David Andrews was dean of the Johns Hopkins School of Education from 2010 to 2016. Portrait via hub.jhu.edu

David Andrews has resigned as president of La Jolla-based National University, one of the largest private nonprofit schools in the nation with more than two dozen campuses.

Andrews’ sudden departure — announced Tuesday with “bittersweet sentiment”— came in a 450-word letter to faculty and staff.

Letter to faculty and staff sent Tuesday. (PDF)

No explanation was given in the email from Michael R. Cunningham, chancellor of the National University System.

“Effective immediately, I will be returning to the presidency of National University,” Cunningham wrote. He’ll retain his chancellor role.

He hailed Andrews, 65, who came to San Diego after six years as dean of the School of Education at Johns Hopkins University in Baltimore.

“During his five years with the university, Dr. Andrews has been instrumental in leading many new initiatives to improve the lives of our students and the reputation of the institution,” Cunningham said.

“While we will miss Dr. Andrews, as well as his vision and passion for innovative approaches to education, we wish him the best in his future endeavors.”

In 2018, according to tax records, Andrews made $581,000 in wages and other compensation. The school reported an endowment of $36.6 million and net assets of $822 million that year.

Before Johns Hopkins, Andrews was an associate professor and Extension State Specialist at Ohio State University’s Department of Family Relations and Human Development.

● DATA BLOCK:
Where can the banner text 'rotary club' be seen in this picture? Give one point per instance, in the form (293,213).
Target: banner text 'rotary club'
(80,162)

● WORK TO BE COMPLETED: Copy the part of the article on David Andrews' resignation starting at "David Andrews was" and ending at "University in Baltimore.", word for word.

● WRITTEN SOLUTION:
David Andrews was dean of the Johns Hopkins School of Education from 2010 to 2016. Portrait via hub.jhu.edu

David Andrews has resigned as president of La Jolla-based National University, one of the largest private nonprofit schools in the nation with more than two dozen campuses.

Andrews’ sudden departure — announced Tuesday with “bittersweet sentiment”— came in a 450-word letter to faculty and staff.

Letter to faculty and staff sent Tuesday. (PDF)

No explanation was given in the email from Michael R. Cunningham, chancellor of the National University System.

“Effective immediately, I will be returning to the presidency of National University,” Cunningham wrote. He’ll retain his chancellor role.

He hailed Andrews, 65, who came to San Diego after six years as dean of the School of Education at Johns Hopkins University in Baltimore.